§ Task goal:
Please print the data shown below without any alteration.

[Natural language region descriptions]

□ □ □ □ □

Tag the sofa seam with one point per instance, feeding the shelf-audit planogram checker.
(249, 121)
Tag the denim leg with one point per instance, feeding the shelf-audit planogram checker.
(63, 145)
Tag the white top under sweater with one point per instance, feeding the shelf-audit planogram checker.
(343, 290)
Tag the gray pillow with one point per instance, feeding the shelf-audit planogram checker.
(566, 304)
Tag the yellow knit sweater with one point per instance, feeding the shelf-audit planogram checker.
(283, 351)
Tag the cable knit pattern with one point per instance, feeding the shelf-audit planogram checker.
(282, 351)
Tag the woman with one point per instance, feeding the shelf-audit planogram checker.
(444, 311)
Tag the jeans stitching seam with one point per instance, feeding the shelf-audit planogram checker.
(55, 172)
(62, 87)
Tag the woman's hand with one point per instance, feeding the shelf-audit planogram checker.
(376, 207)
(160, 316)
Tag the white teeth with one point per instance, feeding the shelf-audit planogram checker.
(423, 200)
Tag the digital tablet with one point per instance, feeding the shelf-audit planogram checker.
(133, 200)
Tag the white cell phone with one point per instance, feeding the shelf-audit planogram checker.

□ □ □ □ □

§ Output for this task:
Tag the sofa seam with one point per instance, feeding the shelf-audit planogram checker.
(249, 121)
Tag the denim leg with one point per instance, feeding the shelf-audit planogram checker.
(63, 145)
Tag the white top under sweater with one point per instance, feeding the shelf-audit planogram checker.
(343, 290)
Tag the gray pillow with one point per instance, feeding the shelf-audit planogram checker.
(566, 304)
Tag the yellow knit sweater with one point per instance, feeding the shelf-audit planogram checker.
(283, 351)
Tag the cable knit pattern with one point per instance, feeding the shelf-audit planogram checker.
(282, 351)
Tag the woman with one point per instance, feeding the shelf-audit planogram checker.
(444, 311)
Tag the jeans stitching seam with one point per instance, feeding the shelf-audit planogram checker.
(55, 172)
(62, 87)
Tag the woman's hand with one point per instance, feeding the shelf-audit planogram checker.
(376, 207)
(160, 316)
Tag the white teeth with one point per instance, feeding the shelf-audit planogram checker.
(423, 200)
Tag the digital tablet with one point per instance, feeding the shelf-audit planogram checker.
(133, 200)
Tag the white cell phone with one point per instance, feeding the shelf-audit planogram checker.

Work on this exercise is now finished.